Report back each line of the records that contains the string "glove".

(Saved data entries)
# # # # # # #

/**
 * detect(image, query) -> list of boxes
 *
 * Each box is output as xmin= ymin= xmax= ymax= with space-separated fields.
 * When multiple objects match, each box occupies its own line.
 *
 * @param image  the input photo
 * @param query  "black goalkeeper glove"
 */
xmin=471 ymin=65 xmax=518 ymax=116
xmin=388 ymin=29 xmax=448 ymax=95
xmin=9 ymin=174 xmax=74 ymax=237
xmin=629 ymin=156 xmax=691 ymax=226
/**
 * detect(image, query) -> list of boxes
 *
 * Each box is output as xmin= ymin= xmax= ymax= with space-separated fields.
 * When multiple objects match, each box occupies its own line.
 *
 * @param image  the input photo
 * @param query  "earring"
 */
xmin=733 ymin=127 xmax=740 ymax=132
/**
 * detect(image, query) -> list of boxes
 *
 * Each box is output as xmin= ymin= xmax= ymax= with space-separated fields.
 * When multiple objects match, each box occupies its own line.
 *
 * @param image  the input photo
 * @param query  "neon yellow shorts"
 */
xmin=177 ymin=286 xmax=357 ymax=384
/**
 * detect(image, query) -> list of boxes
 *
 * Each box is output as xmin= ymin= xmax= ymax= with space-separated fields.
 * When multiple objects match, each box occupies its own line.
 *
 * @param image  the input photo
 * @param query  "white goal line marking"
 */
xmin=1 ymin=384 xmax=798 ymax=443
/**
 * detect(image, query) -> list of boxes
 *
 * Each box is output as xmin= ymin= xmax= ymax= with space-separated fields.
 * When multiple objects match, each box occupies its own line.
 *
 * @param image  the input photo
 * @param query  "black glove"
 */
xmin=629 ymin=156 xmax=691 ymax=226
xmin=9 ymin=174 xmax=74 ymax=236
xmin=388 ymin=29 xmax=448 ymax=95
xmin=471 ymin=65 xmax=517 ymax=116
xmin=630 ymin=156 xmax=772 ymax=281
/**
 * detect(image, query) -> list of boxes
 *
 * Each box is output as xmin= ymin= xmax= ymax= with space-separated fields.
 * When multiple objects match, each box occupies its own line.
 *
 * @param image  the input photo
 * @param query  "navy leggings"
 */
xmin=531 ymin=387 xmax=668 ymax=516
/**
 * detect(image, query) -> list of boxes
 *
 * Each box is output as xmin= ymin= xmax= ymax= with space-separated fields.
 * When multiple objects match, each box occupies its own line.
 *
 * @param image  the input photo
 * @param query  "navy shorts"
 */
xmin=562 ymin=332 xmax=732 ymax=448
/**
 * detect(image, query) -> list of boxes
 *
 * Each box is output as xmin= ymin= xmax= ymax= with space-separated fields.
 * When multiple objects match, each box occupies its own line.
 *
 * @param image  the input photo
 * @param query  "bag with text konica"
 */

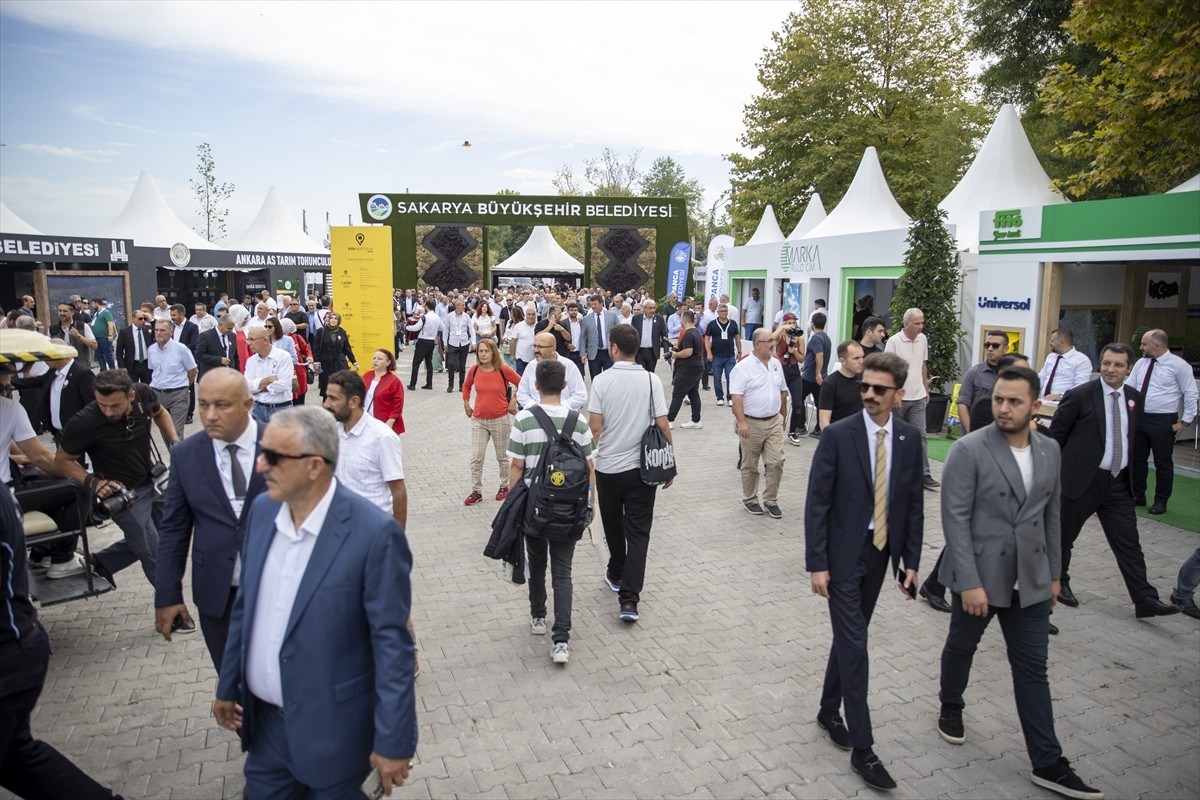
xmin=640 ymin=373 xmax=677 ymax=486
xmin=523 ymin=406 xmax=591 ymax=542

# # # # # # #

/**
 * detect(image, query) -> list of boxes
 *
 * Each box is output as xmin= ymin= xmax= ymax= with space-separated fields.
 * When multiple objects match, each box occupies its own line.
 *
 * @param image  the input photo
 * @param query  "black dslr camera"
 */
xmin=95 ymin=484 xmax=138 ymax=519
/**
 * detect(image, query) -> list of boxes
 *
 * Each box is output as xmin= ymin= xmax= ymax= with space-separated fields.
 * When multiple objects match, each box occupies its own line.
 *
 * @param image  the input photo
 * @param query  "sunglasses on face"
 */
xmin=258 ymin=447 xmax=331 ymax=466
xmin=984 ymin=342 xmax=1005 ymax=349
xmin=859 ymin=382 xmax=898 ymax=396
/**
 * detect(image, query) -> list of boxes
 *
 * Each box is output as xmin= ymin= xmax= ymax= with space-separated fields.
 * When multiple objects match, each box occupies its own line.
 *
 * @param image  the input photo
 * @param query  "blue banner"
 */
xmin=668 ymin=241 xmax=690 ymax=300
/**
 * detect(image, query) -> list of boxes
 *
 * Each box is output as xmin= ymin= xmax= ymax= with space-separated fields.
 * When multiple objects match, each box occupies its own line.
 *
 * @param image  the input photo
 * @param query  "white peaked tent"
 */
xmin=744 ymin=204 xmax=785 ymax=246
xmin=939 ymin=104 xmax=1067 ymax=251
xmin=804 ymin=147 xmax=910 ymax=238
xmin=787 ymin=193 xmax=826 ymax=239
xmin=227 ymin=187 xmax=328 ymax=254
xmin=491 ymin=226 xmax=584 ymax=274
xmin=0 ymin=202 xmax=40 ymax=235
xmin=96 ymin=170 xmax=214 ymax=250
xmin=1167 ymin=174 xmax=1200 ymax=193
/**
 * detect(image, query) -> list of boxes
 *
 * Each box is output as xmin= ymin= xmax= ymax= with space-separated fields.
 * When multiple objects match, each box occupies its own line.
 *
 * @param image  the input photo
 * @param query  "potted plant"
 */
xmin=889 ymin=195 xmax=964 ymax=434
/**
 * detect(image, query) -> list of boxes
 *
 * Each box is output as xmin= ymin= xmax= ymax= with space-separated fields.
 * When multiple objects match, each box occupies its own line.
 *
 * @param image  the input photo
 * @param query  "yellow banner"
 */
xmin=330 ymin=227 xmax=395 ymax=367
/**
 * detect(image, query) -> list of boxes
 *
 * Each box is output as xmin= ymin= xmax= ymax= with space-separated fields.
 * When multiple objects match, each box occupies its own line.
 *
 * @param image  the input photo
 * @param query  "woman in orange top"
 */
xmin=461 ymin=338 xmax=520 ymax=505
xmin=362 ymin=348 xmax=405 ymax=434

# # # # # # #

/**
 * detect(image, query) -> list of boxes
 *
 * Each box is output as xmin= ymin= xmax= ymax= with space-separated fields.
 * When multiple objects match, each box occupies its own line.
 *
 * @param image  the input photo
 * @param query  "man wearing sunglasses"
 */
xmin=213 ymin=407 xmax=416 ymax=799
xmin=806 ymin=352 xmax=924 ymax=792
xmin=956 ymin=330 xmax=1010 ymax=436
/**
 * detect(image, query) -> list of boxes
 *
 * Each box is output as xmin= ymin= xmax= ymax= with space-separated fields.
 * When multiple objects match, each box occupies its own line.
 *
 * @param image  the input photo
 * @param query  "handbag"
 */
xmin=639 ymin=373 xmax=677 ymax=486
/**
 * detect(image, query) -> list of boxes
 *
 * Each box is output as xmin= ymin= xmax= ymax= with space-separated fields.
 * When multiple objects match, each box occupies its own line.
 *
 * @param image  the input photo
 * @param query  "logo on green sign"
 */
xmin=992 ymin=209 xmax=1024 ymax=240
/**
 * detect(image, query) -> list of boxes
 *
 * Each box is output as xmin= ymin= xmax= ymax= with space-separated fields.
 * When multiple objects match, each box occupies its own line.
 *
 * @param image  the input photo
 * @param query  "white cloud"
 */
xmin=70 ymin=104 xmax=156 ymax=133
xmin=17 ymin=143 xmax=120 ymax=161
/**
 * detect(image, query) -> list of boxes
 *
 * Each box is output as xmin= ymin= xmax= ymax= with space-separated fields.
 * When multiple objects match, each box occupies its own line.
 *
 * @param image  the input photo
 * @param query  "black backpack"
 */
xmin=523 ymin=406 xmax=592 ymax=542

# # # # # # #

**RESULT OF THIS EXERCISE**.
 * @param query  "black goalkeeper glove"
 * @param query  "black glove"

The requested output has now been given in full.